(Beginning of TEXT PROVIDED)

Panskura is a town and municipality in Purba Medinipur district in the Indian state of West Bengal. It is situated on the river bank of Kangsabati Kangsabati River (variously known as Kasai and Cossye).

==Etymology==

- According to many references, the name Panskura have been originated from the word "Panchkoora". The king of Kasijora once gave some land to the poet Nityanand Chakrabarty at the time of his 'Diksha'. This evidence is found in the book of Manikram Gangopadhyay's 'Shitala Mangal' – 'Panchakurya jami dilo karya bramhottar'. The meaning of 'Pancha' is five and 'kurya' means the amount of land situated in a river valley. It is actually a Persi term. The name 'Panskura' has come from this 'Panchakurya' through evolution. Like the term Kenjakura in Bankura which is also a place situated near a river Dwarkeswar.
- The East India Irrigation and Canal Company, in 1852, dug Midnapur Canal for the cultivation, communication and trade from Uluberia to Mohanpur,. According to Regional History researcher Shyamal Bera, "The steamers transported through the Midnapore canal and came to Kangsabati (now South Gopalpur Mouza) and used to throw 'Pans' [ashes] and collects 'Kura' [fuel]. Since then, the name of the area seems to have been formed into Panskua [Pans+Kura]."
- There is a mention of 'Punchcoora School' in English at Panskura Bradley Birt High School's guards' badge which was established in 1864 at Sadarghat, Panskura. In addition, during the British period, the collector Bailey Sahib of Midnapore told about Kansabati coastal area in his written 'Memoranda of Midnapur' in 1852. This area is referred to as 'Panchkura Ghat'. Later, the name of the entire Kasijora pargana was changed to the name of Panskura. Panskura Ghat does not exist anymore. However, the area adjoining lock-gate which was built 1896 is still known as Sadar Ghat. The present-day Old Panskura was formed adjoining the area of Sadar Ghat.
- According to some people the name of Panskura came from Pashangara. Because of irrigation in the past, Lockh-gate or 'Pashang' was built in this area of Midnapore Canal. The place adjacent to the lock-gate was called 'Pashangara'. The name 'Panskura' came from this 'Pasangara'.

==Geography==

===Location===
Panskura is located at . It has an average elevation of 7 metres (26 feet). It is situated on the NH6 on the way from Kolkata to Kharagpur.

(End of TEXT PROVIDED)

QUESTIONS TO ANSWER:
• a. According to the text on Panskura, what is the town's average elevation?
• b. List every distinct year that appears in the Panskura text.

(Beginning of GIVEN DATA)

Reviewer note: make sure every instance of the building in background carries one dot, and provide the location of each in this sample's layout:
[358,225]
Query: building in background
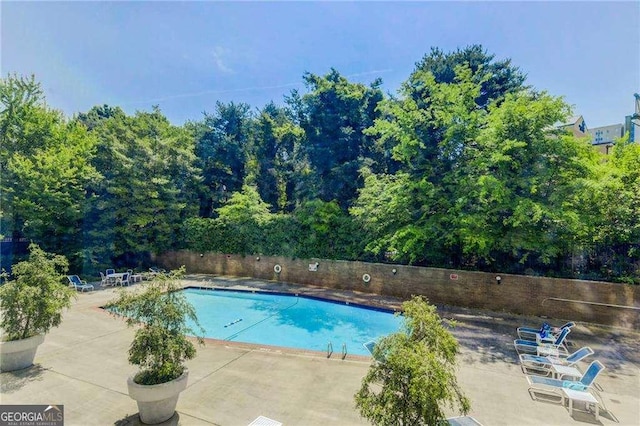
[604,137]
[575,125]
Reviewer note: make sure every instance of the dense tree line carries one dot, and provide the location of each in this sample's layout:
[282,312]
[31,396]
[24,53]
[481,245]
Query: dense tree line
[463,167]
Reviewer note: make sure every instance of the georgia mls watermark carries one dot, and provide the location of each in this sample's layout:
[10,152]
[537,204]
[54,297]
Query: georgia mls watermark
[31,415]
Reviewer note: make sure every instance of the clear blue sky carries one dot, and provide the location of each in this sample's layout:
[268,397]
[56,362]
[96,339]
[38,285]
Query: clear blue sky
[184,56]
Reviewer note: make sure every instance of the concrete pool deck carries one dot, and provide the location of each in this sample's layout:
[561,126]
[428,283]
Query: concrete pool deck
[83,365]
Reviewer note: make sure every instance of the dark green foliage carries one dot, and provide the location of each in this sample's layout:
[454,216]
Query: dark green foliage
[161,312]
[222,150]
[334,116]
[463,169]
[413,378]
[149,188]
[45,164]
[32,301]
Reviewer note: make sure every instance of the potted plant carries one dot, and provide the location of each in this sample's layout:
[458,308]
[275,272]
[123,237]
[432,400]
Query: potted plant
[160,345]
[31,303]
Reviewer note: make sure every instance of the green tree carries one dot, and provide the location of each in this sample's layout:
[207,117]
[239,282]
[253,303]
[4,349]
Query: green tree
[223,142]
[432,139]
[275,139]
[612,205]
[525,185]
[160,345]
[149,189]
[32,302]
[46,167]
[413,379]
[334,115]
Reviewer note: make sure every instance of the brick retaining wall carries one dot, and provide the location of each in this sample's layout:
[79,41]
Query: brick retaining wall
[589,301]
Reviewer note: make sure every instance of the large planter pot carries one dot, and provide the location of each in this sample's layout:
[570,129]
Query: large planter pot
[157,403]
[19,354]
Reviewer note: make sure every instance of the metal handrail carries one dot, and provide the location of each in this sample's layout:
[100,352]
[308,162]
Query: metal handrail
[609,305]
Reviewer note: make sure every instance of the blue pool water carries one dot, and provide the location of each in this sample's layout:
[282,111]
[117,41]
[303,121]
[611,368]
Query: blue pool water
[288,320]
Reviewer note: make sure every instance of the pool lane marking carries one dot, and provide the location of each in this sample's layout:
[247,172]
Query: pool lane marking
[236,334]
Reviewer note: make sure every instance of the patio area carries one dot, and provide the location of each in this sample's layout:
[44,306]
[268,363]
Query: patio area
[83,366]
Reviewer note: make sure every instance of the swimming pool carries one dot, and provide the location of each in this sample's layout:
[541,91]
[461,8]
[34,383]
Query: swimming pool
[290,321]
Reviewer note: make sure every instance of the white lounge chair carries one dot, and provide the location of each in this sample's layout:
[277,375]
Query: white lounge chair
[554,347]
[532,333]
[78,284]
[552,388]
[104,280]
[124,280]
[534,364]
[134,277]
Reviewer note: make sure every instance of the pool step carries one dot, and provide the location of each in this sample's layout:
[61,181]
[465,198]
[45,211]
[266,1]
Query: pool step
[330,350]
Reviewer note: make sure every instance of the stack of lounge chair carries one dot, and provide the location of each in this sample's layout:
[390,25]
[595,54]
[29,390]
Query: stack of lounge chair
[553,372]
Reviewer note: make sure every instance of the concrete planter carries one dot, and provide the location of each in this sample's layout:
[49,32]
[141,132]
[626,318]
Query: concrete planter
[19,354]
[157,403]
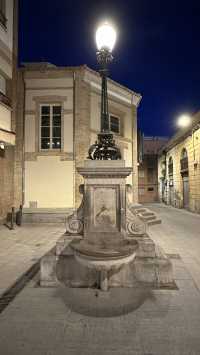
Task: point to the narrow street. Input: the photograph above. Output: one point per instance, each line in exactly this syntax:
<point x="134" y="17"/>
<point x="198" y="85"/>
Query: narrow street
<point x="179" y="234"/>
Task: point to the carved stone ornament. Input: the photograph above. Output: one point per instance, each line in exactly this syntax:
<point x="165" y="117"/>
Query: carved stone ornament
<point x="74" y="222"/>
<point x="134" y="225"/>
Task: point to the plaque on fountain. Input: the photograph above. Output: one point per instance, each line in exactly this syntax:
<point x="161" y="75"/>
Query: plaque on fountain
<point x="104" y="200"/>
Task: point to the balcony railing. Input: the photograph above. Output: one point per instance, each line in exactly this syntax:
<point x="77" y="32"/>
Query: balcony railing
<point x="184" y="164"/>
<point x="5" y="100"/>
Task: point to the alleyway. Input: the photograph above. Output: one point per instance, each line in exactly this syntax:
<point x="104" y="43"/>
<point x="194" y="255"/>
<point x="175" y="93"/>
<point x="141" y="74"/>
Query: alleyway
<point x="57" y="321"/>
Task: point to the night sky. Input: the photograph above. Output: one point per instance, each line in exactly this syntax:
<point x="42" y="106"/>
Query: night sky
<point x="157" y="53"/>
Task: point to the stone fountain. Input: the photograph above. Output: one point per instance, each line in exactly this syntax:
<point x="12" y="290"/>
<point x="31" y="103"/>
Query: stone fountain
<point x="106" y="244"/>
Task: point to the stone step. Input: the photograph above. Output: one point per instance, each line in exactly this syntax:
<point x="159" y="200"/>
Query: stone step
<point x="140" y="210"/>
<point x="45" y="215"/>
<point x="155" y="221"/>
<point x="148" y="213"/>
<point x="147" y="218"/>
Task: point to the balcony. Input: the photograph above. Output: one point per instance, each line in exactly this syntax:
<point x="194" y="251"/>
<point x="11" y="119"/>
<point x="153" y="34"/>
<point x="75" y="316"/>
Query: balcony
<point x="5" y="100"/>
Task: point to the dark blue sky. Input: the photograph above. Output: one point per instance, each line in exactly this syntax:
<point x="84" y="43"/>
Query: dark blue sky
<point x="157" y="53"/>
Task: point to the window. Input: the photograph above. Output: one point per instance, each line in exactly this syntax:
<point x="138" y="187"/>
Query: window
<point x="2" y="85"/>
<point x="3" y="12"/>
<point x="50" y="127"/>
<point x="114" y="124"/>
<point x="184" y="160"/>
<point x="150" y="175"/>
<point x="170" y="166"/>
<point x="150" y="189"/>
<point x="141" y="190"/>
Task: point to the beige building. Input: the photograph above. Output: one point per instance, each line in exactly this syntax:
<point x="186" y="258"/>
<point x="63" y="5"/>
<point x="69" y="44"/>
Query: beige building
<point x="148" y="169"/>
<point x="179" y="168"/>
<point x="8" y="65"/>
<point x="59" y="116"/>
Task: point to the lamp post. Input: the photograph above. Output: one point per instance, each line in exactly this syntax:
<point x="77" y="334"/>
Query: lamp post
<point x="104" y="148"/>
<point x="184" y="121"/>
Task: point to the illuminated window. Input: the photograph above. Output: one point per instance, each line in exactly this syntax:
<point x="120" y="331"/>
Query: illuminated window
<point x="141" y="173"/>
<point x="141" y="190"/>
<point x="50" y="127"/>
<point x="114" y="123"/>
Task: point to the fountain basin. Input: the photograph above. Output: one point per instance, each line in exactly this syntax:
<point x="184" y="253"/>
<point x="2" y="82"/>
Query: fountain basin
<point x="104" y="258"/>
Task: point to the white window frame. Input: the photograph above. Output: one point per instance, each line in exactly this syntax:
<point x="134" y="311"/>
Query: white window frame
<point x="51" y="105"/>
<point x="111" y="114"/>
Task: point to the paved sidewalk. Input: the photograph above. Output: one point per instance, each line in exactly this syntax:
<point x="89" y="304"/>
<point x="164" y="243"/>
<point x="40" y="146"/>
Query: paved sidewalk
<point x="23" y="247"/>
<point x="179" y="233"/>
<point x="135" y="321"/>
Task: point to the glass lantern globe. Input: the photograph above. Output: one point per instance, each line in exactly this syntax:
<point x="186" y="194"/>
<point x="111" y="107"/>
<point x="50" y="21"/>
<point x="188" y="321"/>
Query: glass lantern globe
<point x="105" y="37"/>
<point x="184" y="121"/>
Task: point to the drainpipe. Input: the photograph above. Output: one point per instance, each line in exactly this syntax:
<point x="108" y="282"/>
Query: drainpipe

(End of GIVEN DATA)

TASK-BY-TASK OUTPUTS:
• a. 7 metres (26 feet)

• b. 1852, 1864, 1896